» Document extract:
○ ○ ○ ○ ○

With support from the Royal Children’s Hospital and the International Diabetes Institute, the program targets schools in disadvantaged areas, educating parents about nutrition and physical activity in the hope that changed attitudes and behaviours will result.
The Sporting Heroes projectwhich has my full supportis receiving $1 million over two years.
Over recent years, we have seen increasing and welcome interest by professional sporting clubs in contributing to the community, through elite athletes acting as role models and mentors.
The Sporting Heroes project builds on this, with people learning from athletes about leadership, teamwork, volunteering and having a go.
Four organisations are involved:
- The Port Adelaide Football Club has a Power Community Youth Program. This involves school visits, aimed at 10 to 15 year olds, by high profile AFL players to promote messages about healthy lifestyle choices, education, goal setting and decision-making. Our funding will extend the program in rural areas and help them introduce female athletes into the program.
- The Victorian Institute of Sport uses their athletes to promote messages through schools and community groups about getting involved in the community. This program is directed mainly at disadvantaged regions in Victoria, but it also reaches Tasmania and South Western New South Wales.
- Corrugation Road is a TV series, with related publications, that will use leading Indigenous sport people as role models focussing on issues around education, employment and community well being.
- Sport Connect Australia will involve elite athletes in mentoring programs and community strengthening activities in disadvantaged regions. The program will be supported by partnerships with local government, community groups and business.
- George Smith, the Wallaby player, is also doing a series of visits to on behalf of my department to encourage young people to get involved in their communities.
We are determined to do our bit to offer kids role models who are not just seen starring on television, but who are there with them every day, at school, in the home, in the community, working with them to build a fitter nation.

○ ○ ○ ○ ○

» Requirement 1:
In the Sporting Heroes text, what age group are the Port Adelaide Football Club's school visits aimed at?
» Requirement 2:
According to the Sporting Heroes text, what do people learn from athletes through the project? List every item.
» Requirement 3:
From the Sporting Heroes text, return the passage that begins at the words "With support from" and stops after "models and mentors.", copied word for word.
The data below has no connection to the Sporting Heroes text.

Stored data entries:
○ ○ ○ ○ ○

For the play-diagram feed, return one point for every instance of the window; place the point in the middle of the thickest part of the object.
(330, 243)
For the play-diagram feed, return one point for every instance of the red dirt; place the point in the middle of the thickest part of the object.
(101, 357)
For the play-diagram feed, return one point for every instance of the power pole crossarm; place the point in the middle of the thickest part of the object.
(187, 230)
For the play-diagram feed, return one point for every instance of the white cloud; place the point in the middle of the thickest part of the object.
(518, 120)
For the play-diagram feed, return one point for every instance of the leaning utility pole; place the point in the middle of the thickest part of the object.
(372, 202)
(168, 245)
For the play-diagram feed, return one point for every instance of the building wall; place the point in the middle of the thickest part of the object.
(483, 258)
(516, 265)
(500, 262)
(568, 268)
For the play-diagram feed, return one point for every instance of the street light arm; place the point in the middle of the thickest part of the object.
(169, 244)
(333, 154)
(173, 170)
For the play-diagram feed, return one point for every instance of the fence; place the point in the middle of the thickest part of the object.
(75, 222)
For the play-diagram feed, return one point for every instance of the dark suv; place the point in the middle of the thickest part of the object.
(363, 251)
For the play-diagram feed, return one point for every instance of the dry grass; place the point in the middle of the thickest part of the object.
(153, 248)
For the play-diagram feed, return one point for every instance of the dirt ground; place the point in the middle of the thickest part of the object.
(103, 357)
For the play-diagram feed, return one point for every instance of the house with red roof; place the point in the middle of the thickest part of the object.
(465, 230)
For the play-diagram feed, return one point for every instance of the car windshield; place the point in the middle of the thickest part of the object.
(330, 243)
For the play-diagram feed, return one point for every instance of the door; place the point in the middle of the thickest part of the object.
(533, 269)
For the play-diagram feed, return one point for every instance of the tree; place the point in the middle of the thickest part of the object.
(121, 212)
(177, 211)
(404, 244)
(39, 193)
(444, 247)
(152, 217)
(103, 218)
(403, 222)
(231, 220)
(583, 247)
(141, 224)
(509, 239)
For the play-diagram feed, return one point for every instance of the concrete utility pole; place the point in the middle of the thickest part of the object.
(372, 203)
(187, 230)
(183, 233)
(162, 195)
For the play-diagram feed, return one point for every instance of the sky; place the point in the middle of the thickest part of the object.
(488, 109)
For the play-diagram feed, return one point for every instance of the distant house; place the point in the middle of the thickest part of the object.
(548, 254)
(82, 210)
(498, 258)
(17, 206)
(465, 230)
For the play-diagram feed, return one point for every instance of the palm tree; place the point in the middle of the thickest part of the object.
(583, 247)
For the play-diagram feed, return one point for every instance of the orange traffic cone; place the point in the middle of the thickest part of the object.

○ ○ ○ ○ ○

» Your response 1:
10 to 15 year olds.

» Your response 2:
Leadership, teamwork, volunteering and having a go.

» Your response 3:
With support from the Royal Children’s Hospital and the International Diabetes Institute, the program targets schools in disadvantaged areas, educating parents about nutrition and physical activity in the hope that changed attitudes and behaviours will result.
The Sporting Heroes projectwhich has my full supportis receiving $1 million over two years.
Over recent years, we have seen increasing and welcome interest by professional sporting clubs in contributing to the community, through elite athletes acting as role models and mentors.